Directions for this task » In the text on the Sabbath, what is called the weekly "crisis" you need?

And seven priests bearing seven trumpets of rams’ horns before the ark of the LORD went on continually, and blew with the trumpets: and the armed men went before them; but the rereward came after the ark of the LORD, the priests going on, and blowing with the trumpets.

And the second day they compassed the city once, and returned into the camp: so they did six days.

And it came to pass on the seventh day, that they rose early about the dawning of the day, and compassed the city after the same manner seven times: only on that day they compassed the city seven times.

And it came to pass at the seventh time, when the priests blew with the trumpets, Joshua said unto the people, Shout; for the LORD hath given you the city.”

Joshua 6:12-16

Here, it was not a lesser action, or a lesser outcome expected on the seventh day- it was the opposite! God ordered that army to seven times MORE marching, trumpeting, and obeying than they had all week long! And when they finally ended the parade around the wall, they were ordered to shout! The wall came down, and the Israelites took Jericho.

The Sabbath under Joshua was not a desistance from work- it called for a different kind of work- and alot MORE of it.

That’s why you should GO to church on Sunday. It’s the extra work of serving and singing, helping and hearing God’s Word that gives the victories we seek. All week long we circle the enemy, but on ONE day of the week, we shout for the victory in Jesus! He could give it to us on Monday, Tuesday, Wednesday– but just wait a minute– He has a special DAY for showing special GRACE for special VICTORY. Don’t stream it on the TV, that’s putting worship on the same level as a football game or a sitcom. Sunday isn’t for watching- it’s for worshipping!

“But they that wait upon the LORD shall renew their strength”

Isaiah 40:31a

A Season of Review

The modern buzzword is an ‘existential crisis.’ That means an event that makes you stop and ask if what you have been doing is worthwhile. Read this next statement carefully, because you may have to live through it: no man who has ever followed God relied on an ‘existential crisis’ for his assurance.

It’s not graduating high school.

It’s not your wedding day.

It’s not the birth of your first child.

It’s not turning 40. It’s not the kids leaving home.

It’s not that last look into the casket. None of these will create the spark of passion and purpose that explains your walk with the Lord.

The preaching of the Word of God is the weekly ‘crisis’ you need.

A certain day, where (right now in the USA) a man may choose to wake up, dress up, and walk up to a Bible-believing church and give his time to studying the Bible, learning the stories, and being encouraged. It is here that a man will be asked to bow his head and talk to his Creator and Redeemer about specific issues addressed in a sermon. Church is the ultimate ‘existential crisis’ where you recognize, confront, reconcile, and conquer all sorts of doubts and fears of this world.

A season of review shouldn’t happen once a year. There is too much baggage in waiting that long, too much danger of getting overwhelmed. God set aside one day of seven to allow a glance over your shoulder to set things straight in your life.

For Israel, it was a continual remembrance. “Remember the Sabbath day, to keep it holy,” (Exodus 20:8) In Exodus 31:17, God tells Moses about the Sabbath day: “It is a sign between me and the children of Israel for ever: for in six days the LORD made heaven and earth, and on the seventh day he rested, and was refreshed.”

I wonder- what refreshed God? Look back into the Creation account, after God made everything, at the end of the sixth day:

“And God saw every thing that he had made, and, behold, it was very good. And the evening and the morning were the sixth day.”

Genesis 1:31

David recorded the intended effect of all of God’s works from the beginning and put it into song. He sang:

“The glory of the LORD shall endure for ever: the LORD shall rejoice in his works.

Psalm 104:31

That Divine Review is meant to become a planned part of our week. It will become such a joy that you will look forward to it. Don’t avoid it. You need the rest, you need the renewal, and you need the time to review. God made it that way.

Provided records »

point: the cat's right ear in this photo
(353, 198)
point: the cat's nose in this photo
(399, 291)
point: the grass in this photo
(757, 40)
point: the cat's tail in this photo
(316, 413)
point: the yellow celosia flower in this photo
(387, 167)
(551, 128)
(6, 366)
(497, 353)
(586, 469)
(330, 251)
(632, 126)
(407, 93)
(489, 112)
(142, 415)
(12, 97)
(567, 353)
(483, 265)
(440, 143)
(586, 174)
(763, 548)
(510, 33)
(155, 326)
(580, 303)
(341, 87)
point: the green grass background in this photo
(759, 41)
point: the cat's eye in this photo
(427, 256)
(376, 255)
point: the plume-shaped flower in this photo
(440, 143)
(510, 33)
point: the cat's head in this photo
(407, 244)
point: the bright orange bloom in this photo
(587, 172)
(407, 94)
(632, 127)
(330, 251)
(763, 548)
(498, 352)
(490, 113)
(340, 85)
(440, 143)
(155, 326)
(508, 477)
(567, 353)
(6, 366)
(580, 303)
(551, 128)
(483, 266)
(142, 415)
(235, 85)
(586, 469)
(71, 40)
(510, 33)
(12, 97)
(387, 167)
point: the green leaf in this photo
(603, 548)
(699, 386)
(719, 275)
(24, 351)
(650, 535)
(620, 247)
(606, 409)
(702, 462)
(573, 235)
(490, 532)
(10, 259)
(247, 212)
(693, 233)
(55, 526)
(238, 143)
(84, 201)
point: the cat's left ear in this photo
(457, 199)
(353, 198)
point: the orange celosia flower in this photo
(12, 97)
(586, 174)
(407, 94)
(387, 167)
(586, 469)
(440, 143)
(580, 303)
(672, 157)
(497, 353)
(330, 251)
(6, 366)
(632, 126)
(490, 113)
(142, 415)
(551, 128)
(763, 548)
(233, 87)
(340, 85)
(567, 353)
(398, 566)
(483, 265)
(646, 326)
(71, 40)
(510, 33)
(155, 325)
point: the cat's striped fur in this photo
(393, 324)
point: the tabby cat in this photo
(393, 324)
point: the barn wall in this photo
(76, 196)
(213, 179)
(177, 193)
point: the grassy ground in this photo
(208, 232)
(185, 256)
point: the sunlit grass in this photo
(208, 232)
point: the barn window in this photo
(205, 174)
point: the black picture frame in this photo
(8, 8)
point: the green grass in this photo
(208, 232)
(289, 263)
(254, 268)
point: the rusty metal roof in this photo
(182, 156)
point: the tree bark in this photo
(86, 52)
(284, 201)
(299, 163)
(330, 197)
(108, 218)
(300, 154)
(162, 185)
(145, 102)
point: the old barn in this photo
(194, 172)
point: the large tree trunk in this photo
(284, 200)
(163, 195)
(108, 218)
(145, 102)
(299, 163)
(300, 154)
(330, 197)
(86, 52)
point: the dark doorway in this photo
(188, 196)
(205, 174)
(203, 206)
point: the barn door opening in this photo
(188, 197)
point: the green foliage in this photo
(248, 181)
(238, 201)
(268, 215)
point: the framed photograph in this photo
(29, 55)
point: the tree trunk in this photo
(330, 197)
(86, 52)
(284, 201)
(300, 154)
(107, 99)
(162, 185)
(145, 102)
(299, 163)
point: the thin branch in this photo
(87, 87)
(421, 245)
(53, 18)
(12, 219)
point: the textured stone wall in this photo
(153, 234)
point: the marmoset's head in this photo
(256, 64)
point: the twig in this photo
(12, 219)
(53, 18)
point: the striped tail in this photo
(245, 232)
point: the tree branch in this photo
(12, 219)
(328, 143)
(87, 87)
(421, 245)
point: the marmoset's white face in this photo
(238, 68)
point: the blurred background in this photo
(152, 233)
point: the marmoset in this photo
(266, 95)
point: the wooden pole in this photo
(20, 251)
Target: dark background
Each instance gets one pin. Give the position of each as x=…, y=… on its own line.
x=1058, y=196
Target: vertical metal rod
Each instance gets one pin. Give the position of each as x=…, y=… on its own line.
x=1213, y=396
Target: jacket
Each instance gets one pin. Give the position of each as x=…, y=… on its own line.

Response » The preaching of the Word of God.